---------- AVAILABLE DATA ----------
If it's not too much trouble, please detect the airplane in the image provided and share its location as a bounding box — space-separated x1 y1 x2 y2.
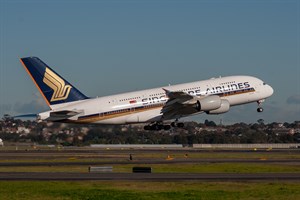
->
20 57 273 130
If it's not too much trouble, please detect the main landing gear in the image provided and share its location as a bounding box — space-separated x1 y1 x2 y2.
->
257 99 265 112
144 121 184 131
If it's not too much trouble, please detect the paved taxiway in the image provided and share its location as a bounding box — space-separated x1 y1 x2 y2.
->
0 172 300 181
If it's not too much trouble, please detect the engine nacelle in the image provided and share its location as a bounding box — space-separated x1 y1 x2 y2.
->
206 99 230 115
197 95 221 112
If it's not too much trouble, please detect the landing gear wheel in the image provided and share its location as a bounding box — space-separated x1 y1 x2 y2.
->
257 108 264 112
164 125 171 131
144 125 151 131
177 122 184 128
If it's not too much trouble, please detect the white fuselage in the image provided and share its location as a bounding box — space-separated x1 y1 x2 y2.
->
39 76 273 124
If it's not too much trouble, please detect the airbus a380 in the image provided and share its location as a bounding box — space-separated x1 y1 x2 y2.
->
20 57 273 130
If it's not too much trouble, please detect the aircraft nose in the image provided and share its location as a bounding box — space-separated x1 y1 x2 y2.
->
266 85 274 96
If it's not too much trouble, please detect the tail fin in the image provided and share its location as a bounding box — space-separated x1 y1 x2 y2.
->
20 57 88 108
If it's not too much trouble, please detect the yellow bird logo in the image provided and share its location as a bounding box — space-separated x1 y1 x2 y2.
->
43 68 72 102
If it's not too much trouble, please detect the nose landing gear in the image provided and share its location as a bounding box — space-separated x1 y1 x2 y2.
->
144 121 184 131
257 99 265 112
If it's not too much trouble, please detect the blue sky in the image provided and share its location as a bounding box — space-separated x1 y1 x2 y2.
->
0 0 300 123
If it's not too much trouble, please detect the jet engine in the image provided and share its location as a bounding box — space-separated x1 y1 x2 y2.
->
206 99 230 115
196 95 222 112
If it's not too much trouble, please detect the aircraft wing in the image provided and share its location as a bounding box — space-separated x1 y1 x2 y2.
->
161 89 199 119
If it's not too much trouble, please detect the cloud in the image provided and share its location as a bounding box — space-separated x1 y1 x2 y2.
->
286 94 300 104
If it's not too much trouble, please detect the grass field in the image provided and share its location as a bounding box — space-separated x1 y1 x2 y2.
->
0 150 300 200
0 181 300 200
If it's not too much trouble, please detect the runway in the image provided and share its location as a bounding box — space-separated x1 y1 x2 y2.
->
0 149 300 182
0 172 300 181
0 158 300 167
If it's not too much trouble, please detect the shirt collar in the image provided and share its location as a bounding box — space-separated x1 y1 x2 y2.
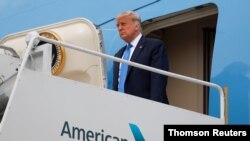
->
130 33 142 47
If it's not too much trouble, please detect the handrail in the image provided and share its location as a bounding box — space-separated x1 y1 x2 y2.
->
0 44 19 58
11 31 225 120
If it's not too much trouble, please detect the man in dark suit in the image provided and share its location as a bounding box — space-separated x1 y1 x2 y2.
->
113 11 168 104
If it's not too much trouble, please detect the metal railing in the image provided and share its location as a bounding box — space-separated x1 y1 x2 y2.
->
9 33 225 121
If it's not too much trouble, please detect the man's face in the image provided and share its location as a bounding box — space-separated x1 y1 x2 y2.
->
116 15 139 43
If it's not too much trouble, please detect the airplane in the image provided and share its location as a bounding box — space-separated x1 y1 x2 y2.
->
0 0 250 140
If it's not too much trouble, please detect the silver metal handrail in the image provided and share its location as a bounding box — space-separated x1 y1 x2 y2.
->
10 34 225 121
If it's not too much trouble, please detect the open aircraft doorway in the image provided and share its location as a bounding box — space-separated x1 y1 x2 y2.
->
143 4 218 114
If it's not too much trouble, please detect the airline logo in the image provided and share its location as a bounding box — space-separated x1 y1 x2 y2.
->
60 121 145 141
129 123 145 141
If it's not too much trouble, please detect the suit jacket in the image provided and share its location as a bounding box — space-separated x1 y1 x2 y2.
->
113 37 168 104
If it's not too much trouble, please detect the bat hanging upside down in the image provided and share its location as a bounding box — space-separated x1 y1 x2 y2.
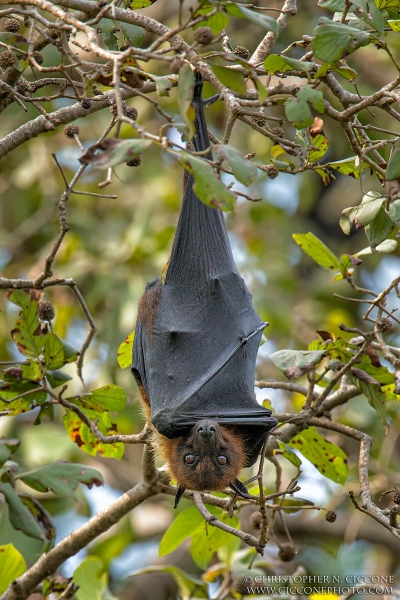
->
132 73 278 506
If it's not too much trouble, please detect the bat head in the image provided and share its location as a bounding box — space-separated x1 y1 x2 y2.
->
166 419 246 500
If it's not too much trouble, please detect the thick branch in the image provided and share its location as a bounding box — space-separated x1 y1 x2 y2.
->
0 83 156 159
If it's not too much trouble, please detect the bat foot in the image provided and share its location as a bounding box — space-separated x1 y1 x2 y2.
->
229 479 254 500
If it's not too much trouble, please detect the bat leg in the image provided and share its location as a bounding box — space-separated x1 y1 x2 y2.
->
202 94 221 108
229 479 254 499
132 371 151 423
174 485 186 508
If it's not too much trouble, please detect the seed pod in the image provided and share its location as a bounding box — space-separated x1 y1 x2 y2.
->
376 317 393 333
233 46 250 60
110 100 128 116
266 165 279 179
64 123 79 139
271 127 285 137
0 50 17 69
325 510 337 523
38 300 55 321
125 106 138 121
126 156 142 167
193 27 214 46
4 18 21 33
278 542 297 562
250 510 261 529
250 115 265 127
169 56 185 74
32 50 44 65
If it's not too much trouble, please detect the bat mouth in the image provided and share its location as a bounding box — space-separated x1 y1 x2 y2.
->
----------
* YOUR OBJECTIVE
Find every line in the records above that contains the word "engine" and copy each of those lines in full.

* EXERCISE RESULT
If it's not too much trouble, please detect the engine nacelle in the image provided and share its location as a bounding box — space-separated x1 y1 x2 y2.
If it's not too much trouble, please detect the jet engine in the image provided and share its location as a bounding box — space-separated x1 y1 x2 y2.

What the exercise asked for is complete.